Assignment: Write all entries out exactly, images excluded.
══ Data
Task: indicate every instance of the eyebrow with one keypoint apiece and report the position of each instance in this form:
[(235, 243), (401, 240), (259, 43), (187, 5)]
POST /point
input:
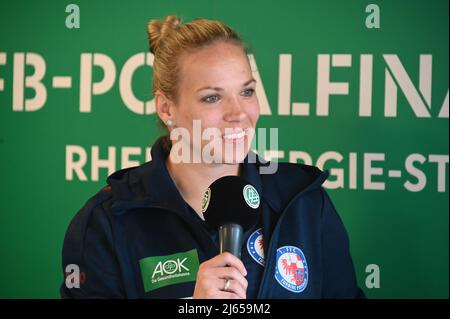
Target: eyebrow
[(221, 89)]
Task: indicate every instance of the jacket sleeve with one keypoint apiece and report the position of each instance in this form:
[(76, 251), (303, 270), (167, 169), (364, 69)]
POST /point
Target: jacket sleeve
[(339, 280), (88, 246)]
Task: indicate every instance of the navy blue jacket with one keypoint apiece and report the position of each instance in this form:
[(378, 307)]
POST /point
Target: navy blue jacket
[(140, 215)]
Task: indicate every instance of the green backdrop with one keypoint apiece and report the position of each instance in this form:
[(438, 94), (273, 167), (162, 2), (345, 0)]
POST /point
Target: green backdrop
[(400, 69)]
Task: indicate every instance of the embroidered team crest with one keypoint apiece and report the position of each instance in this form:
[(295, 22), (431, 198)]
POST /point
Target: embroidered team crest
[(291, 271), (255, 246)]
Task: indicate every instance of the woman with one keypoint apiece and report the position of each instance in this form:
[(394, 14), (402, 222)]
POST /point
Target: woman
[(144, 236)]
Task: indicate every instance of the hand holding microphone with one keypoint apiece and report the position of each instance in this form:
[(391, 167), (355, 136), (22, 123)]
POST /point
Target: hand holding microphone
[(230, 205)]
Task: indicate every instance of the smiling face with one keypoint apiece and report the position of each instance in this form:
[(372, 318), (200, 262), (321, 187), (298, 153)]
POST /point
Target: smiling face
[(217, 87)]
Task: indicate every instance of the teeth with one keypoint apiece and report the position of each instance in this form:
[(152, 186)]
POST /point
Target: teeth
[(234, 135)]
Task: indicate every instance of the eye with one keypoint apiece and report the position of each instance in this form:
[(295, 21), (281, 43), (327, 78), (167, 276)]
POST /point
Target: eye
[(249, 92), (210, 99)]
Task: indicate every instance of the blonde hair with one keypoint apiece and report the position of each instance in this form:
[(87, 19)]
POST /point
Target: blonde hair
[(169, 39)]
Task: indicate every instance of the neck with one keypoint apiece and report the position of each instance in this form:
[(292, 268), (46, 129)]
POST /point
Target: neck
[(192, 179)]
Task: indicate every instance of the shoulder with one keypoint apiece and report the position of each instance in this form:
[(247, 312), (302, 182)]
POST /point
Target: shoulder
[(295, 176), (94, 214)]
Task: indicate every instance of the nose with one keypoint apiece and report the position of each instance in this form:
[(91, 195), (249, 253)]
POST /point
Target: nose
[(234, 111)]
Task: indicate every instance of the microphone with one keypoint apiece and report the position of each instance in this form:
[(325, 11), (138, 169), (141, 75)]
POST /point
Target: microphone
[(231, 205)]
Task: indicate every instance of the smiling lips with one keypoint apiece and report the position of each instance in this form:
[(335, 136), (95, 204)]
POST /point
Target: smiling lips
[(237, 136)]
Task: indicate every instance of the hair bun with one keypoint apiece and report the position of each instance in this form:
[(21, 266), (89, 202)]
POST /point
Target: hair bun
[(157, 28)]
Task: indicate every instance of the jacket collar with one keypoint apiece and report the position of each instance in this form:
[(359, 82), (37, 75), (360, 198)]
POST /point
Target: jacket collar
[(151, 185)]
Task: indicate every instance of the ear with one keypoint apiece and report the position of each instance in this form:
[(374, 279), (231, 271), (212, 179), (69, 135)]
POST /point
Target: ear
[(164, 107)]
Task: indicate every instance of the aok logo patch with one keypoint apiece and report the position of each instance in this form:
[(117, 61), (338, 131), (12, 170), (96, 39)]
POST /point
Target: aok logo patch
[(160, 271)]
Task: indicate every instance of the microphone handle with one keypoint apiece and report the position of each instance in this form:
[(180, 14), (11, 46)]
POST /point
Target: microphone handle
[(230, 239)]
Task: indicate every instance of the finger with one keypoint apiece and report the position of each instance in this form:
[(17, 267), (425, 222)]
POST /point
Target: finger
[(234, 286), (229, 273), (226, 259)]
════
Output:
Task: indicate every instance of the eyebrow with one keypoint apiece and report the position of each instance in this form:
[(235, 243), (401, 240), (259, 43), (187, 5)]
POST /point
input:
Target: eyebrow
[(221, 89)]
Task: indicate every instance of the jacket sleeve with one keypoint apiece and report the position of each instance in this form:
[(76, 251), (303, 270), (167, 169), (364, 69)]
POST /point
Target: jacket sleeve
[(339, 280), (88, 246)]
Task: indicate every instance of the navy blue jacket with one keypoint apiece and report the position of each instance in this form:
[(378, 307)]
POST /point
Target: navy blue jacket
[(140, 215)]
Task: indicate every instance of the green backdrop with one keypoint apiece and report the position of each instance in this form:
[(438, 94), (273, 167), (162, 2), (345, 0)]
POST /point
Target: green backdrop
[(400, 69)]
Task: indicate every instance of the embroidered team crest with one keypoint apiece and report the position of each instance in this form:
[(295, 22), (431, 198)]
POST /point
Target: embroidered team crest
[(291, 271), (255, 246)]
Task: indicate every instance of the woman with one keypoint apiece and report the position of each instance in this form:
[(394, 14), (402, 222)]
POST /point
Target: woman
[(144, 236)]
Task: indicate every instance of the hand holding microphone with one keypoint apiece and report the position of each instance in this form:
[(391, 167), (355, 136), (22, 123)]
POST /point
Target: hand holding microphone
[(230, 205)]
Task: indicate every instance of the smiling face with one keypoint apiece and report the position of each instance in this form:
[(372, 318), (200, 262), (321, 187), (298, 153)]
POST /point
Target: smiling face
[(217, 87)]
Task: indicate every instance of the teeth with one keypoint apiece and report the position of each instance in this form:
[(152, 186)]
POST /point
Target: teeth
[(234, 135)]
Task: indicate every instance of the eye with one keypoint apiece and report the position of each instance in this form:
[(295, 21), (281, 43), (327, 78), (167, 276)]
POST /point
Target: eye
[(249, 92), (210, 99)]
Task: indicate every instance of the blonde hair with one keypoint apiece and report the position of each instance in this form:
[(87, 19)]
POST /point
Target: blonde hair
[(169, 39)]
Task: indicate every instance of the neck with one keypoint apiece and report the position of each instance in this form:
[(292, 268), (46, 129)]
POST /point
Target: neck
[(192, 179)]
Task: indicate every instance of the shoulder with one keypoint apiece and report the position of each instance in this form:
[(247, 312), (302, 182)]
POST /point
Target: shoulder
[(295, 176), (94, 214)]
Task: indicate every instance of the nose with one keypoint apiece and report the position of each instance in this form:
[(91, 195), (249, 253)]
POST /point
Target: nose
[(234, 111)]
Task: indicate every instance of the microphone with one keypoint apiece and report the position of each instance in this form:
[(325, 11), (138, 169), (141, 75)]
POST /point
Target: microphone
[(231, 205)]
Task: indicate every instance of the smiling lips with one keypoint apiece and report the position of each instance in this form:
[(335, 136), (95, 204)]
POST /point
Target: smiling lips
[(237, 136)]
Task: indicate every instance of the hair bun with one keypoint apiece and report the position of each instance in this form:
[(21, 266), (89, 202)]
POST /point
Target: hair bun
[(157, 28)]
Task: indicate every instance of the jacket collar with one keypoint apiece and report the position of each instance in this form:
[(359, 82), (37, 75), (360, 198)]
POST /point
Target: jacket collar
[(151, 185)]
Task: indicate every instance of the ear with one keypoint apiece and report the position of each instance in this form:
[(374, 279), (231, 271), (212, 179), (69, 135)]
POST /point
Target: ear
[(164, 107)]
Task: indicate every instance of the aok logo patch with one keypoint apiece and report the position of each instance in this form:
[(117, 61), (338, 131), (12, 170), (96, 39)]
POST /point
Target: aok logo patch
[(160, 271)]
Task: indicate every instance of the microphone handle with one keypoint apiece and report the position of each instance in this form:
[(180, 14), (11, 46)]
POST /point
Target: microphone handle
[(230, 239)]
Task: indicate every instance of the finger with one keypoint apiece and report the position of each instance in this form:
[(17, 267), (425, 222)]
POST /point
Target: finger
[(234, 286), (229, 273), (226, 259)]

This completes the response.